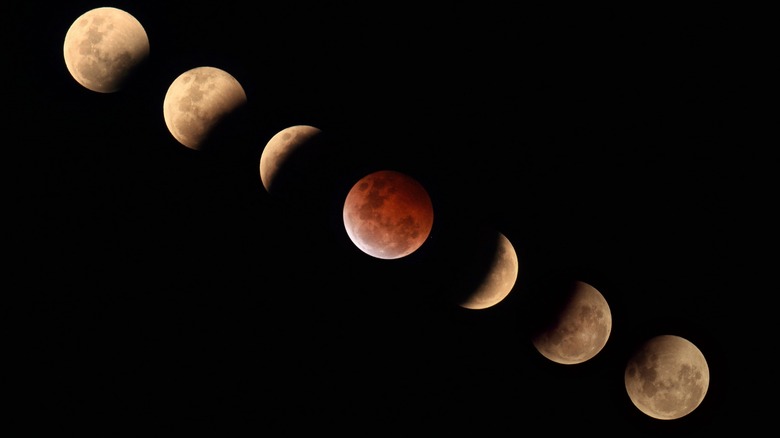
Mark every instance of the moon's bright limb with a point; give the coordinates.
(103, 47)
(388, 214)
(197, 101)
(667, 377)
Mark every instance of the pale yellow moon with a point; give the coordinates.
(667, 377)
(104, 47)
(197, 101)
(281, 155)
(499, 278)
(388, 214)
(577, 329)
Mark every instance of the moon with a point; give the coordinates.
(492, 277)
(388, 214)
(667, 377)
(104, 47)
(285, 158)
(577, 328)
(197, 101)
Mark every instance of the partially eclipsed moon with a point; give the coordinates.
(667, 377)
(388, 214)
(198, 101)
(283, 161)
(103, 47)
(576, 328)
(498, 277)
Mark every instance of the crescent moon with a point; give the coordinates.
(285, 158)
(577, 328)
(388, 214)
(197, 101)
(496, 278)
(103, 48)
(667, 377)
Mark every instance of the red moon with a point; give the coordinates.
(388, 214)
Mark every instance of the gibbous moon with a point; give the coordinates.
(577, 328)
(388, 214)
(198, 101)
(498, 276)
(104, 47)
(282, 162)
(667, 377)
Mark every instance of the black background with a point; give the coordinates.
(165, 287)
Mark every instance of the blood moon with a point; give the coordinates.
(575, 327)
(388, 214)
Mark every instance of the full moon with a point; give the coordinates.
(283, 162)
(198, 101)
(104, 47)
(576, 328)
(667, 377)
(496, 276)
(388, 214)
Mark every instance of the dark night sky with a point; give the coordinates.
(166, 286)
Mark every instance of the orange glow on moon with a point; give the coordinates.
(282, 161)
(388, 214)
(197, 101)
(577, 329)
(667, 377)
(499, 277)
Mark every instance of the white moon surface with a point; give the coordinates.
(197, 101)
(103, 47)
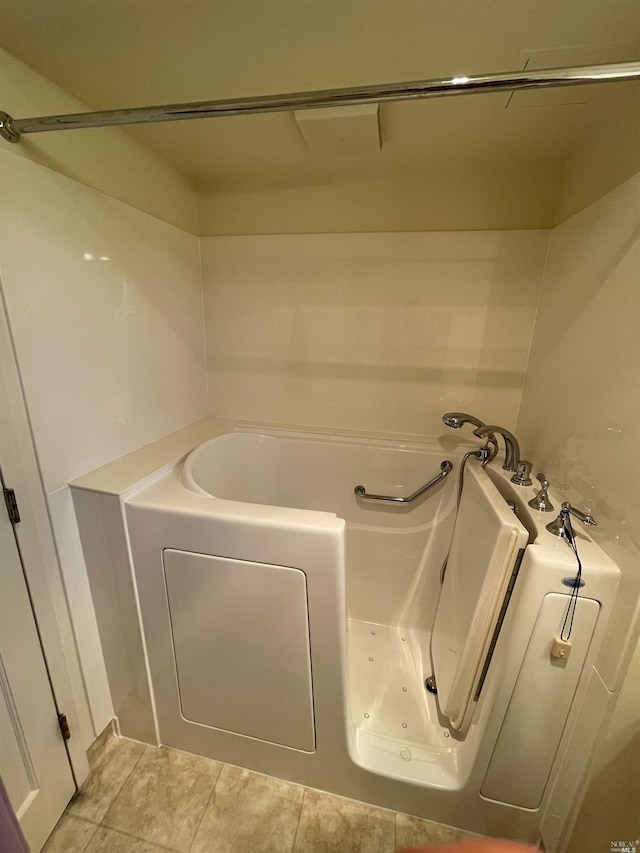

REQUIRED ACTION
Starting at the line that contains "Mark every instance of the partially", write out every line through the end of the entries above exactly, and omit the pictures.

FINISHED TASK
Mark every instance of the partially eclipsed moon with a point; give the coordinates.
(667, 377)
(388, 214)
(198, 101)
(283, 161)
(103, 47)
(576, 328)
(498, 277)
Mark every instance of the crescent moon with a point; give the coordinates.
(285, 158)
(577, 328)
(388, 214)
(197, 101)
(496, 278)
(103, 48)
(667, 377)
Mark every instance of the red moon with a point; give the coordinates.
(388, 214)
Mark every instance of the gibbous moon with a point; give the coordinates.
(577, 328)
(388, 214)
(198, 101)
(498, 276)
(104, 47)
(282, 162)
(667, 377)
Mark every instance of the black background with a point; give the coordinates.
(165, 287)
Mark every instance of the blood moon with a point; give the coordinates.
(575, 327)
(388, 214)
Mark every instance of the full moon with a point; give the coordinates.
(283, 162)
(198, 101)
(104, 47)
(576, 328)
(667, 377)
(496, 276)
(388, 214)
Mark every instance of the dark night sky with a point; give the coordinates.
(166, 286)
Mark every instance of the orange glow on moon with a point; give the coordinates.
(282, 161)
(388, 214)
(197, 101)
(577, 329)
(667, 377)
(499, 277)
Mark every instance of the white moon surface with a point; give the coordinates.
(197, 101)
(103, 47)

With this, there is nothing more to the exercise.